=== Begin Enclosure ===

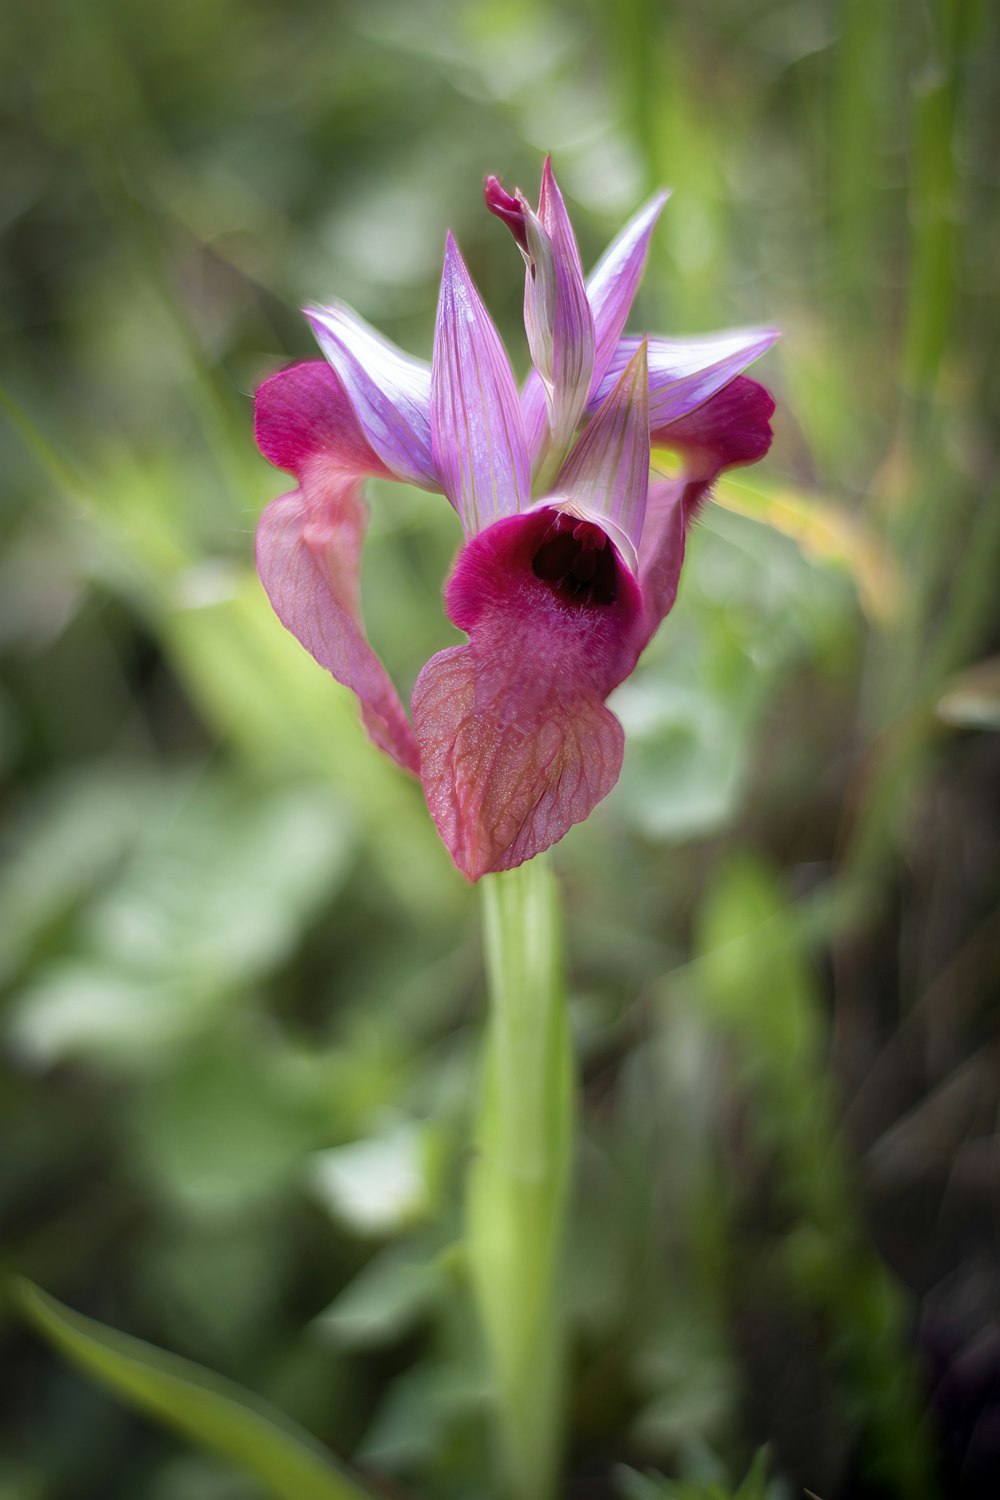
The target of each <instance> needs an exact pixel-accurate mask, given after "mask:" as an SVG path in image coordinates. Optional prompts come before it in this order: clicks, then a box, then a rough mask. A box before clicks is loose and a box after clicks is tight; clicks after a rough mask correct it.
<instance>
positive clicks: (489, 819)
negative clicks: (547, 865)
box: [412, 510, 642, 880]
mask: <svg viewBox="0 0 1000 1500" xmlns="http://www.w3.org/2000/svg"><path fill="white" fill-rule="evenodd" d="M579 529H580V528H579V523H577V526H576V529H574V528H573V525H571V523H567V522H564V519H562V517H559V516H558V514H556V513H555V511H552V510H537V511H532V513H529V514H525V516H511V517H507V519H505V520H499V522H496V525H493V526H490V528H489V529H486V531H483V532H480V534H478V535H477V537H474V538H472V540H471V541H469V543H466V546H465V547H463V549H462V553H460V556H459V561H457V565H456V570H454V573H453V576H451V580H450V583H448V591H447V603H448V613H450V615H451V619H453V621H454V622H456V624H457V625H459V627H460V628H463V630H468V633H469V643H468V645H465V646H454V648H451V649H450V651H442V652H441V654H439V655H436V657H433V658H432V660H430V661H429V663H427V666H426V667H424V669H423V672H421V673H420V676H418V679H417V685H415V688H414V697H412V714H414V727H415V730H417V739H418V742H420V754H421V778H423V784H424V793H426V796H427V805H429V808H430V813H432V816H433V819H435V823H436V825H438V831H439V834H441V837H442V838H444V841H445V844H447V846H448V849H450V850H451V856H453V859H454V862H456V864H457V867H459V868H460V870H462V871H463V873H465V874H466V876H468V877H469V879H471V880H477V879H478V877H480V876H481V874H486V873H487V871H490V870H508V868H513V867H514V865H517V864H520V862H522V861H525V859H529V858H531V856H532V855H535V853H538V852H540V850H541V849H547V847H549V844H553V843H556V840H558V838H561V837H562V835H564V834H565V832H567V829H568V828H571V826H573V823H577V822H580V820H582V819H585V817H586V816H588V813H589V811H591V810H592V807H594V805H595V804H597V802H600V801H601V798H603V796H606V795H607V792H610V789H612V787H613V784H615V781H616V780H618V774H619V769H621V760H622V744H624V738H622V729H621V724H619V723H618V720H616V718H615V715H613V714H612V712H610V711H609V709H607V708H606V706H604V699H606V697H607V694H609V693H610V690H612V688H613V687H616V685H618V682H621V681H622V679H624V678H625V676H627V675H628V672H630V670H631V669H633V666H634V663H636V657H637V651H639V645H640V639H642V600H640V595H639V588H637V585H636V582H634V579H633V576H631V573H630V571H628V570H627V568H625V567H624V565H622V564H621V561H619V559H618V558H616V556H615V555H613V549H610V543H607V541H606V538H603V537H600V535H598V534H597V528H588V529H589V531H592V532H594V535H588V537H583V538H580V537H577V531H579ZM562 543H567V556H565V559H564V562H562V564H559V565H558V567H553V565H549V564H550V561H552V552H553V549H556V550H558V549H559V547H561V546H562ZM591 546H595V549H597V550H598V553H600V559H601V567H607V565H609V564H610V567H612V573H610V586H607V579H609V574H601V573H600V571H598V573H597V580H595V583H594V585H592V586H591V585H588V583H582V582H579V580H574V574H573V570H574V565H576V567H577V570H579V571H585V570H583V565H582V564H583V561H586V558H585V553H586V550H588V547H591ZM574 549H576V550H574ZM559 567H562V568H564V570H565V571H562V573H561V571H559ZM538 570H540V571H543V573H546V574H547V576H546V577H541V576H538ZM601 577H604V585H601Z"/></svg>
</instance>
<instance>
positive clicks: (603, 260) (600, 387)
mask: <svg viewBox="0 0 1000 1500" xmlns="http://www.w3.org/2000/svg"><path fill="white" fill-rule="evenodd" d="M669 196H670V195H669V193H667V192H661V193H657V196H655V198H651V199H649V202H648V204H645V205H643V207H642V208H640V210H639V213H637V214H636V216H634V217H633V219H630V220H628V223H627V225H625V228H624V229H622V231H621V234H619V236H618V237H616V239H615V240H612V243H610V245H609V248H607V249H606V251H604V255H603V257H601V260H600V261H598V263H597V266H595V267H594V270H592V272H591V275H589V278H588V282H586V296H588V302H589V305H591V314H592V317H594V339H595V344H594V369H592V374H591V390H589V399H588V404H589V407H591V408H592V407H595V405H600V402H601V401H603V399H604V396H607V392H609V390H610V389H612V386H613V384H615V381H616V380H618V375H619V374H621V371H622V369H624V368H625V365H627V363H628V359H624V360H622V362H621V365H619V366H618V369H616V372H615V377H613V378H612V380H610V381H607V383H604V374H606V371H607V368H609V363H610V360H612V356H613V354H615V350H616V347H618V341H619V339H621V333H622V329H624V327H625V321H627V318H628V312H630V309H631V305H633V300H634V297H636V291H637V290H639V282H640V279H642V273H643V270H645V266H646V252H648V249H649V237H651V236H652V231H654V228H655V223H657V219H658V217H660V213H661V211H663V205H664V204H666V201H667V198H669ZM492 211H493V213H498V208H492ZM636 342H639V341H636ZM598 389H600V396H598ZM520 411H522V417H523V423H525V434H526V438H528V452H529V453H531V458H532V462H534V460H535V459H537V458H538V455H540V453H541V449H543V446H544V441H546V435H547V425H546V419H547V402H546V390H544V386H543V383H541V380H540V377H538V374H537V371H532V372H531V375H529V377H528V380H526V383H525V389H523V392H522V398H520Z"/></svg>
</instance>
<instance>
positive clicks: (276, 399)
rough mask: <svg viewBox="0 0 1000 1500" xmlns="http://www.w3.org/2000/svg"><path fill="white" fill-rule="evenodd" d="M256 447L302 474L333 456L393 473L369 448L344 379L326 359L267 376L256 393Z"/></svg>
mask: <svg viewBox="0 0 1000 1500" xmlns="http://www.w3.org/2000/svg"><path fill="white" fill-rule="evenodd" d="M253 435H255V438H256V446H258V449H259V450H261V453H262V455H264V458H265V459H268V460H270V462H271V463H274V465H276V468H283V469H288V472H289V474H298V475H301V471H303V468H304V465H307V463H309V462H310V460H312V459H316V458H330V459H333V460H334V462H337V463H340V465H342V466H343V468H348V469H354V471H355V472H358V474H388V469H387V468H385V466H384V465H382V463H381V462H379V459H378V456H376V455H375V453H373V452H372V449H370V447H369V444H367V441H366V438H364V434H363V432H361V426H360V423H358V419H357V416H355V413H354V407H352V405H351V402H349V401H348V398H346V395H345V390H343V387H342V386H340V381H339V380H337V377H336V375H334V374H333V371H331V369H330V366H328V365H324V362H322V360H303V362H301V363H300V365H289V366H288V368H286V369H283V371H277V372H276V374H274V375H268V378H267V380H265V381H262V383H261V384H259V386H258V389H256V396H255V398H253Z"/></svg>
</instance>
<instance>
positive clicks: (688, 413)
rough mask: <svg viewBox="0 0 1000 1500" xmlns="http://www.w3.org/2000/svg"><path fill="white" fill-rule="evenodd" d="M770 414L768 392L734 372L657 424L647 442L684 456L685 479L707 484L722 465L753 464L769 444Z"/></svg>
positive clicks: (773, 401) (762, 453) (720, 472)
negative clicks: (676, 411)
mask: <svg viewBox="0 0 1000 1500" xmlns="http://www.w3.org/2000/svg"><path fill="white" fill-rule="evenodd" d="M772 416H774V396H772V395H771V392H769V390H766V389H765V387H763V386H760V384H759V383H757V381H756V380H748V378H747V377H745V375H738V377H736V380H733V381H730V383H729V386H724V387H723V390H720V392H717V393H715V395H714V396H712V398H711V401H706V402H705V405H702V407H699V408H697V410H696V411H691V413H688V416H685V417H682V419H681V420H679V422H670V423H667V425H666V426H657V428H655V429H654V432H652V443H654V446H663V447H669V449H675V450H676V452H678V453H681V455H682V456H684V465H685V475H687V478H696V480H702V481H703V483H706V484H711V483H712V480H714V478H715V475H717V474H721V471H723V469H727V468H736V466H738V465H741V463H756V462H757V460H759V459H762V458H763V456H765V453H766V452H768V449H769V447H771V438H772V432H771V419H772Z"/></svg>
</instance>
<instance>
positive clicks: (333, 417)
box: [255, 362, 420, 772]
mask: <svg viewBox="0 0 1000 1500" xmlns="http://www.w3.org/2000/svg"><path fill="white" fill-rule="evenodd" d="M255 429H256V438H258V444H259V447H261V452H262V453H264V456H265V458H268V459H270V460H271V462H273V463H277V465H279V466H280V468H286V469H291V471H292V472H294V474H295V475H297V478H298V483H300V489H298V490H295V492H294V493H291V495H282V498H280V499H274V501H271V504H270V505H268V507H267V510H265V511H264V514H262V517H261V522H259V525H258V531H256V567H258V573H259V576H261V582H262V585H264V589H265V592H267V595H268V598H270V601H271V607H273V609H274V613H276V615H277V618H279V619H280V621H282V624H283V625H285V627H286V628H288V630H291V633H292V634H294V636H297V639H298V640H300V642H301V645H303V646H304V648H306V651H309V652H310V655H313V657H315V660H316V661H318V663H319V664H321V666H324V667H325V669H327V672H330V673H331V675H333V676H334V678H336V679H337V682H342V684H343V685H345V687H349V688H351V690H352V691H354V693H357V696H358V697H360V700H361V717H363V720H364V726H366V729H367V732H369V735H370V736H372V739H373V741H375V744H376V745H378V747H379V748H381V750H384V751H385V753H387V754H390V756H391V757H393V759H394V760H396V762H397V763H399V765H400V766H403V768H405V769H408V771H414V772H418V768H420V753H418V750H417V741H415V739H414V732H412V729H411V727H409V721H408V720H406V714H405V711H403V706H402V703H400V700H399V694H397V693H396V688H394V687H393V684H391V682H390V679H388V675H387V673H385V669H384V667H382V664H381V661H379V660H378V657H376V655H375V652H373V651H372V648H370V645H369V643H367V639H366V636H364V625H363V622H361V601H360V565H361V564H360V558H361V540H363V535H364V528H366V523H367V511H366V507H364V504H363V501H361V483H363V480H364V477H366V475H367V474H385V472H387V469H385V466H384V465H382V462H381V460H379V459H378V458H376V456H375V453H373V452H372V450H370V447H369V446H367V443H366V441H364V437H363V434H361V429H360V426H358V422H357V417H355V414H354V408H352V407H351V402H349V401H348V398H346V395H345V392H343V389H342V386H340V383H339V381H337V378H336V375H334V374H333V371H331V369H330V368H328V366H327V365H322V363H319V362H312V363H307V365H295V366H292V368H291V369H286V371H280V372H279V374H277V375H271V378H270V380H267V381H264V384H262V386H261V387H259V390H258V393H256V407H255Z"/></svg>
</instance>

=== End Enclosure ===

Task:
What you give back should be exactly the lines of the data above from the line with "positive clicks: (688, 413)" through the line with "positive clicks: (773, 401)", both of those included, and nothing more.

Output of the task:
positive clicks: (688, 413)
rough mask: <svg viewBox="0 0 1000 1500" xmlns="http://www.w3.org/2000/svg"><path fill="white" fill-rule="evenodd" d="M770 414L768 392L734 372L657 424L647 442L684 456L685 479L707 484L722 465L753 464L769 444Z"/></svg>
positive clicks: (773, 401) (762, 453) (720, 472)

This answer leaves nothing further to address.